Work instructions: Rewrite the rows starting at the line containing "of the hooded" and running through the end of the rows, with the requests included. Add 95 to each coordinate in the answer points (not in the requests or their sample points), and omit the pictures.

Material for this task:
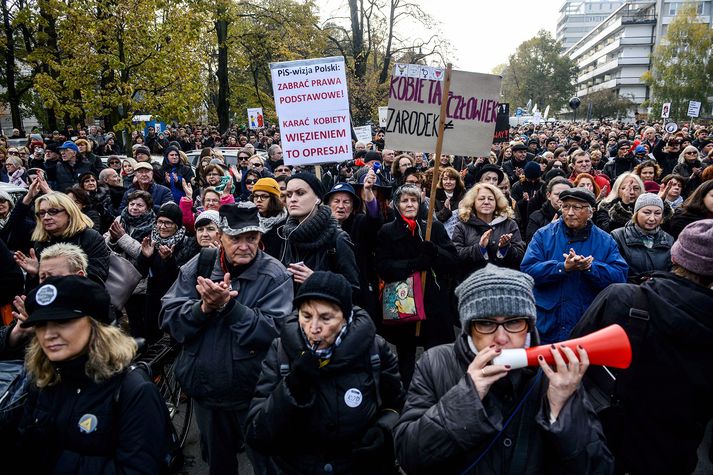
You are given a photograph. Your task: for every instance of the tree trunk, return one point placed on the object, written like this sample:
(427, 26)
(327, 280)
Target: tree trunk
(223, 106)
(357, 40)
(12, 97)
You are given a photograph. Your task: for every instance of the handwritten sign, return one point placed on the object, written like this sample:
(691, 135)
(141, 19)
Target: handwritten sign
(312, 105)
(415, 95)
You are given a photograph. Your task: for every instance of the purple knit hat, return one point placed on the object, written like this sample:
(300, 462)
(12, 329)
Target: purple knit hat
(693, 250)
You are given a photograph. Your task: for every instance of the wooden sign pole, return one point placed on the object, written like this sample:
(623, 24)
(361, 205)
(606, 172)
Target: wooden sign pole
(436, 164)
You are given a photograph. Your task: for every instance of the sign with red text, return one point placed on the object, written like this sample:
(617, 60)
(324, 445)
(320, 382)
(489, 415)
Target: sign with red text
(312, 106)
(415, 94)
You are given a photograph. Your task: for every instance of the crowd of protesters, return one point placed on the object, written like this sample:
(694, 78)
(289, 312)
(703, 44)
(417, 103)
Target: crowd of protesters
(273, 279)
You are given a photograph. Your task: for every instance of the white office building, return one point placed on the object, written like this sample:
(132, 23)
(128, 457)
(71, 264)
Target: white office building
(577, 18)
(617, 52)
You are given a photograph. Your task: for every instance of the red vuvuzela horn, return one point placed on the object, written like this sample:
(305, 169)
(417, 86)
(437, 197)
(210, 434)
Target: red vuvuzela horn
(607, 347)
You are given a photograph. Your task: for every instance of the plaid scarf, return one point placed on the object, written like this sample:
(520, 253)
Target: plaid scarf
(325, 354)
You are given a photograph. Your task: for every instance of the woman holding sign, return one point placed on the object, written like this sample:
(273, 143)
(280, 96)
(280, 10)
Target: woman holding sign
(403, 257)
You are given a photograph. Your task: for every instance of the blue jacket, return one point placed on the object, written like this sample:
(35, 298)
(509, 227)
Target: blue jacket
(562, 297)
(159, 193)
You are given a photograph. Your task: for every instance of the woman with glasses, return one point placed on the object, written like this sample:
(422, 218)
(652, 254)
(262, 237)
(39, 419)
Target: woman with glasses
(485, 232)
(466, 413)
(272, 213)
(163, 252)
(689, 163)
(59, 219)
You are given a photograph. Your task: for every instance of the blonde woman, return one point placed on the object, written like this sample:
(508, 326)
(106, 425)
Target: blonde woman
(486, 232)
(59, 219)
(617, 208)
(88, 412)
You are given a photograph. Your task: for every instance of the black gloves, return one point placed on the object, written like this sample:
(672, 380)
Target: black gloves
(303, 377)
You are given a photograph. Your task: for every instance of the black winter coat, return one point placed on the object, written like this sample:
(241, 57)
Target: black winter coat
(640, 258)
(661, 423)
(308, 438)
(466, 239)
(129, 434)
(399, 254)
(321, 244)
(94, 246)
(539, 219)
(445, 426)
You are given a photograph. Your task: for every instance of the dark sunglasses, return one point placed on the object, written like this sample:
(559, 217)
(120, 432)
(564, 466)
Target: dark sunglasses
(51, 212)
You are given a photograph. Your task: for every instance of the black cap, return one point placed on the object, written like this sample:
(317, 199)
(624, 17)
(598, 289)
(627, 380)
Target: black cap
(239, 218)
(489, 168)
(65, 298)
(312, 180)
(326, 286)
(579, 194)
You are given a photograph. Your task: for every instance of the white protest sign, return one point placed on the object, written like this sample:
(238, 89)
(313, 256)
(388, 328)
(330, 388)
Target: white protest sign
(383, 115)
(694, 108)
(415, 94)
(363, 133)
(255, 118)
(665, 110)
(313, 109)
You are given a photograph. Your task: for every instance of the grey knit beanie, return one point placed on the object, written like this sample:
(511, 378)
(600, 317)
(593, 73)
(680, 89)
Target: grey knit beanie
(496, 291)
(648, 199)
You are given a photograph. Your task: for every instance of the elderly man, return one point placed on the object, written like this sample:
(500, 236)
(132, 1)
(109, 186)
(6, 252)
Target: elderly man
(144, 181)
(226, 321)
(571, 261)
(66, 172)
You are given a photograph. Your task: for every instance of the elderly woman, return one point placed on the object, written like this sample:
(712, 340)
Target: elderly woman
(486, 232)
(266, 196)
(642, 242)
(59, 219)
(617, 208)
(312, 238)
(465, 413)
(332, 373)
(402, 251)
(90, 412)
(449, 192)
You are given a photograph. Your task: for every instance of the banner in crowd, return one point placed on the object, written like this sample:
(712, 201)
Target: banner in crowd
(363, 133)
(502, 124)
(255, 118)
(383, 115)
(312, 106)
(415, 94)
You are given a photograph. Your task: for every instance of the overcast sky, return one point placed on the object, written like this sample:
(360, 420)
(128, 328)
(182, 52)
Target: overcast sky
(483, 32)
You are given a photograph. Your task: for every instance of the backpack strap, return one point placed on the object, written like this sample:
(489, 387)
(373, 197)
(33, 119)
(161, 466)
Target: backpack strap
(282, 360)
(206, 261)
(375, 362)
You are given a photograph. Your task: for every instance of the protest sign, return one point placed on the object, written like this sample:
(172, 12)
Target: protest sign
(312, 106)
(502, 124)
(363, 133)
(255, 118)
(383, 115)
(415, 94)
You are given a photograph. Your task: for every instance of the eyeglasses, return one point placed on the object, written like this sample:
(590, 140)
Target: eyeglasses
(488, 327)
(51, 212)
(577, 208)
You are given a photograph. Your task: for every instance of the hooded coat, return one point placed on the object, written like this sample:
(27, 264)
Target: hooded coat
(649, 435)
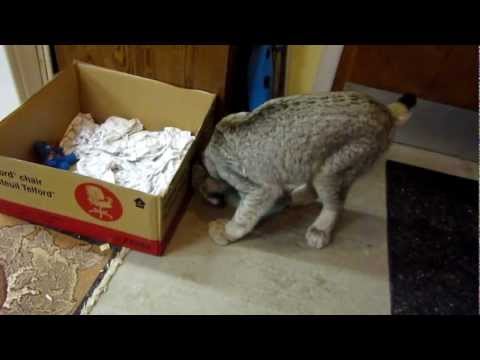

Exercise solution:
You are given a photograph. Your task: for every instance of the hooded coat, return one point placed on the object, written like this sample:
(27, 264)
Target: hooded coat
(744, 530)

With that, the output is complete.